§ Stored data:
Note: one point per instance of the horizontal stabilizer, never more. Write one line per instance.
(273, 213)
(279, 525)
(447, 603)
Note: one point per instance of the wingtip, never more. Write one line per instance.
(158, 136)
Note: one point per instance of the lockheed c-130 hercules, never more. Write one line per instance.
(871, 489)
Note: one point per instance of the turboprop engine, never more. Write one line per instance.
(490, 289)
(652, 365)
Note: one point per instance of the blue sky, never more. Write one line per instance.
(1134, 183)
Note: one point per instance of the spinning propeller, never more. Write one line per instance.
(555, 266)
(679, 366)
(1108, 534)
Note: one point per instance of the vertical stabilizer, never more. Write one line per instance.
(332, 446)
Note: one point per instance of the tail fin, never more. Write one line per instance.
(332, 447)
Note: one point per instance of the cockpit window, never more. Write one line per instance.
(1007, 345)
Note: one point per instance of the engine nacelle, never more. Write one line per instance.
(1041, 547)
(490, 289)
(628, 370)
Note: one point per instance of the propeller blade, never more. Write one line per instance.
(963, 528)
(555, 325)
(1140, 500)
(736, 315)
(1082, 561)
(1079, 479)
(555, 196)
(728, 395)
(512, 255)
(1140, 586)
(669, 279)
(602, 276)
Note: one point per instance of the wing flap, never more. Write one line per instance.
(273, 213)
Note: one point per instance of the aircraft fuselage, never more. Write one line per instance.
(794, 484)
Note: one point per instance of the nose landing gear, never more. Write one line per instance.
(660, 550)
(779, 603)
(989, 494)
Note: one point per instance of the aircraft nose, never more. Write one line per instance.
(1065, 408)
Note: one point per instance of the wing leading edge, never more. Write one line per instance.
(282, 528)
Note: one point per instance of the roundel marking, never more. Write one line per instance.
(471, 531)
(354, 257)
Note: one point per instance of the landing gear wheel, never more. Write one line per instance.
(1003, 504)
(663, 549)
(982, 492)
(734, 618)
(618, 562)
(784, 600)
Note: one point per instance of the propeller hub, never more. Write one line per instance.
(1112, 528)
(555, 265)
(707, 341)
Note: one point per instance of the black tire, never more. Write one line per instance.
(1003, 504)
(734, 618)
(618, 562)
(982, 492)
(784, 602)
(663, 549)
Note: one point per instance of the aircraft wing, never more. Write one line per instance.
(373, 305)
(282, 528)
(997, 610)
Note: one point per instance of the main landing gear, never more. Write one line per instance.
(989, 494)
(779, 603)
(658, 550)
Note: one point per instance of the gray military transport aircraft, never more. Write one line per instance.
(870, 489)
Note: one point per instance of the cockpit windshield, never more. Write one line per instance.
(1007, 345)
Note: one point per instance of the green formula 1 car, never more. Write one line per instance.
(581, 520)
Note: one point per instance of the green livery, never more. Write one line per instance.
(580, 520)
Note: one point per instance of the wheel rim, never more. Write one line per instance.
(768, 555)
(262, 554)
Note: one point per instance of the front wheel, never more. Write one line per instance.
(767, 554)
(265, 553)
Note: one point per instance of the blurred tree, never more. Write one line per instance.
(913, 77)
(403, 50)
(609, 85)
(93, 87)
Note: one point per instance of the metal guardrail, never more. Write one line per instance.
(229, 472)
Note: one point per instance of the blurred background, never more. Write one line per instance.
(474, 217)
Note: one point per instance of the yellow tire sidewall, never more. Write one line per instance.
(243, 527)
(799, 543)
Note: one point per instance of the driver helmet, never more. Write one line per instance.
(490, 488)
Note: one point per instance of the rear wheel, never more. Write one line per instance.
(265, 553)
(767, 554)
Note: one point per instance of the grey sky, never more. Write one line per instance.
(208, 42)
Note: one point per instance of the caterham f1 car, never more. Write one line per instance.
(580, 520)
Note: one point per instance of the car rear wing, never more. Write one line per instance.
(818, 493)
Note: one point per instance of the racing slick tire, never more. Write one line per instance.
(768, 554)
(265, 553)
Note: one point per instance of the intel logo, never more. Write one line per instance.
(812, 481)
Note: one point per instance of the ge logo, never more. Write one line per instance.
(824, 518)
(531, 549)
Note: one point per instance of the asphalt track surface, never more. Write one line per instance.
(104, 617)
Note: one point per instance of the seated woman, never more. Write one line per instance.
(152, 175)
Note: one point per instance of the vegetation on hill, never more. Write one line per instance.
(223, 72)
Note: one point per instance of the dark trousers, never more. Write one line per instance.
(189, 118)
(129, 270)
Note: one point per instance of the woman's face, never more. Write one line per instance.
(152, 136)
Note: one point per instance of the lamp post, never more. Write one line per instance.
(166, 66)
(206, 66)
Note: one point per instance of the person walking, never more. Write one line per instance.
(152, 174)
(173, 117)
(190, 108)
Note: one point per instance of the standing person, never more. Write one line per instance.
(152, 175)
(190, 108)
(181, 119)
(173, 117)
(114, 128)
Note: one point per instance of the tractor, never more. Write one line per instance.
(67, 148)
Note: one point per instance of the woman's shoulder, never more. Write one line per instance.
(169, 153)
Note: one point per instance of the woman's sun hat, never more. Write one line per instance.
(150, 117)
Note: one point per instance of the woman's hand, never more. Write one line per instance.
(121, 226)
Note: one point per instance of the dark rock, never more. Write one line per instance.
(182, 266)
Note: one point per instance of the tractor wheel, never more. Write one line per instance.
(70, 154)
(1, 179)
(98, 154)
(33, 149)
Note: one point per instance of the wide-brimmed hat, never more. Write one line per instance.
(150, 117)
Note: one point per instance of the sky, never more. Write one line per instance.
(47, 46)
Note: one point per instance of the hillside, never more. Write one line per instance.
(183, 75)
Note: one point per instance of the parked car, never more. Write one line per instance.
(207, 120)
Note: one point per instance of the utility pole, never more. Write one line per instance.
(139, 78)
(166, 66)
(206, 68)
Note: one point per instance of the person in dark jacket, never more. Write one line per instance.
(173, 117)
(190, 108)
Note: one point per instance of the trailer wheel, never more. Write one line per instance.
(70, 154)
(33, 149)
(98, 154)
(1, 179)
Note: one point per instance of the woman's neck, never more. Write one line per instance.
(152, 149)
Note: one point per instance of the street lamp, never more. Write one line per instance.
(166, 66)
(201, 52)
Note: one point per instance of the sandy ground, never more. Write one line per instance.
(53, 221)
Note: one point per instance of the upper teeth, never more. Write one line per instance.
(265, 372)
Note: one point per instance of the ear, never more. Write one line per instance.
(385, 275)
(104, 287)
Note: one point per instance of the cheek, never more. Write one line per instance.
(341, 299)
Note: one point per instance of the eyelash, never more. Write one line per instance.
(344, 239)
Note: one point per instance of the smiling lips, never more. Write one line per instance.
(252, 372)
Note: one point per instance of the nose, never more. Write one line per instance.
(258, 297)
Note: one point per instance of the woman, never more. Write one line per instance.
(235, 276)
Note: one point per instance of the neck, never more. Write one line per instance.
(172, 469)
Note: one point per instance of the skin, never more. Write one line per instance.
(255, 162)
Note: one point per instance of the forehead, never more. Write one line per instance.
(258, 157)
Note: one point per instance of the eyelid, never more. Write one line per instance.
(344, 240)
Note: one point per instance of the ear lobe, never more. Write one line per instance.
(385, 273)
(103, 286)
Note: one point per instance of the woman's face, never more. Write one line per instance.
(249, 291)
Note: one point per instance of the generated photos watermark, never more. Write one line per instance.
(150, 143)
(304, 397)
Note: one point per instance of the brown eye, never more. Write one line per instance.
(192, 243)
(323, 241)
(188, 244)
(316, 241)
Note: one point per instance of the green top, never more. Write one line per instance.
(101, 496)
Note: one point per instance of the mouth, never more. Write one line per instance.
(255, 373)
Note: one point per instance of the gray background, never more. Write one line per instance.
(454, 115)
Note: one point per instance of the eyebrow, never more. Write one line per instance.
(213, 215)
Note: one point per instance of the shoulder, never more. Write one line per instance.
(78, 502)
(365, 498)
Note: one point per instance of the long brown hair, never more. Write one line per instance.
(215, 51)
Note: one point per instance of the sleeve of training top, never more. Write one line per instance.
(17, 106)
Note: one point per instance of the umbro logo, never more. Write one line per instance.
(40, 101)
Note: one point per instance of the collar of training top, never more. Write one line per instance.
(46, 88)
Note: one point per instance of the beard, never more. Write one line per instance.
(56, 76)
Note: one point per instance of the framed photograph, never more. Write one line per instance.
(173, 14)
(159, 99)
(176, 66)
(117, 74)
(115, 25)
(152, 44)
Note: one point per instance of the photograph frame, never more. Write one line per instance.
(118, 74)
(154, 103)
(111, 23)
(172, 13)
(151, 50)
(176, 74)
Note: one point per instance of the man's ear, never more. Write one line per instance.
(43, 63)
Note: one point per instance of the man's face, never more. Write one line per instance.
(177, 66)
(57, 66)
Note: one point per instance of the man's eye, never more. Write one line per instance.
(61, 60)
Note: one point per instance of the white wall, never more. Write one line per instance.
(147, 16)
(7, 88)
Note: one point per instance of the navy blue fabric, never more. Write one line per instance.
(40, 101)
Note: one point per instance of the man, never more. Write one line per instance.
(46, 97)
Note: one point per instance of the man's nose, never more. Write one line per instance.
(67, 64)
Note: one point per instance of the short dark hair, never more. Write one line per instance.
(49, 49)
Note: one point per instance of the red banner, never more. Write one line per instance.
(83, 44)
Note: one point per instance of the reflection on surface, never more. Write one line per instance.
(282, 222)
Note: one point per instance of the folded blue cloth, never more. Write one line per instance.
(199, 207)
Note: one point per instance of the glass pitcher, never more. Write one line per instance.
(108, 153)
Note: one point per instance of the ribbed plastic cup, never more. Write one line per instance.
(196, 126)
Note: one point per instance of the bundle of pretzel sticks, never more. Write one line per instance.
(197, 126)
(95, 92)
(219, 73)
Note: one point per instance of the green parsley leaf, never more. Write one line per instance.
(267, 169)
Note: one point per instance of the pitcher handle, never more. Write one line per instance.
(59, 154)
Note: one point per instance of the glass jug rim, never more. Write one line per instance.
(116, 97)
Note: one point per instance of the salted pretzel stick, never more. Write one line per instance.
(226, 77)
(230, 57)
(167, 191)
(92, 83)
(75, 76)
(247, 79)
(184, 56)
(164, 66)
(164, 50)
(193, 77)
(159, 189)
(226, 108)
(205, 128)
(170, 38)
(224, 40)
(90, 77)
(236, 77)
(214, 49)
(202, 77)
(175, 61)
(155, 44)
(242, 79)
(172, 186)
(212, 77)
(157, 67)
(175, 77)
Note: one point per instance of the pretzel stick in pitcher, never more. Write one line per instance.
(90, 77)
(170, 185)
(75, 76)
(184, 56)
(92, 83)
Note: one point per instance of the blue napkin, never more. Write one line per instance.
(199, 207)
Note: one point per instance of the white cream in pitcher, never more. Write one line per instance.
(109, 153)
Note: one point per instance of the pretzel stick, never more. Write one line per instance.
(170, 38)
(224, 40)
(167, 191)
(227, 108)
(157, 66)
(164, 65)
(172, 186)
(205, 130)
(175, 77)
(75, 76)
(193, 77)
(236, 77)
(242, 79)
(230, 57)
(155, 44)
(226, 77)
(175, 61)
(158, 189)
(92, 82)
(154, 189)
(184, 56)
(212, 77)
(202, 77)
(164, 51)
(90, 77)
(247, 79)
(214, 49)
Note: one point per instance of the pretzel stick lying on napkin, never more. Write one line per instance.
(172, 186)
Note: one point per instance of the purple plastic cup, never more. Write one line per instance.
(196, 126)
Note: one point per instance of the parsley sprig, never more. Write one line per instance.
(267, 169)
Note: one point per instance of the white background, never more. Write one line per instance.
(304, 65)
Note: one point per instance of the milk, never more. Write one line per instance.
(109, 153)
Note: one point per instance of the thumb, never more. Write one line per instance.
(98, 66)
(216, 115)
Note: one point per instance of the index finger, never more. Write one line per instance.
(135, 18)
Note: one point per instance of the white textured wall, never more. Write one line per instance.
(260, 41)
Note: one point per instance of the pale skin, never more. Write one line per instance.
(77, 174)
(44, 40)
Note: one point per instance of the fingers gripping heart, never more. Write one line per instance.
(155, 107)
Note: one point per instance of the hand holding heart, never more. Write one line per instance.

§ Aim of the task: Take the line with "Note: one point per instance of the blue napkin, never" and all lines after it through the end of the records, and write them out exactly; include nothing else.

§ Reply:
Note: one point per instance of the blue napkin, never more. Write one line per instance.
(199, 207)
Note: one point per instance of the white cream in pitcher, never more. Write one line per instance.
(109, 153)
Note: one point per instance of the pretzel stick, never more. Write one line per instance.
(170, 38)
(224, 40)
(167, 191)
(227, 108)
(157, 66)
(164, 65)
(172, 186)
(205, 130)
(175, 77)
(75, 76)
(193, 77)
(236, 77)
(242, 79)
(230, 57)
(155, 44)
(226, 77)
(175, 61)
(158, 189)
(92, 82)
(154, 189)
(184, 56)
(212, 77)
(202, 77)
(164, 51)
(90, 77)
(247, 79)
(214, 49)
Note: one point per instance of the pretzel stick lying on napkin, never more. Write one line per instance.
(172, 186)
Note: one point per instance of the purple plastic cup, never more. Write one line per instance.
(196, 126)
Note: one point per instance of the parsley sprig, never more. Write one line per instance.
(267, 169)
Note: one point per instance of the white background, never more. Write one line per instance.
(304, 65)
Note: one point per instance of the milk, never more. Write one line per instance.
(109, 153)
Note: one point per instance of the thumb, never more. Write one line per instance.
(98, 66)
(216, 115)
Note: one point per instance of the index finger, never more. Write one line per instance.
(135, 18)
Note: one point per instance of the white textured wall, never more. Write one line per instance.
(260, 41)
Note: one point per instance of the pale skin, never more. Write one line per instance.
(77, 174)
(44, 40)
Note: one point per instance of the fingers gripping heart, never more. Write one line per instance.
(155, 107)
Note: one point per instance of the hand holding heart, never more. Write one line per instance.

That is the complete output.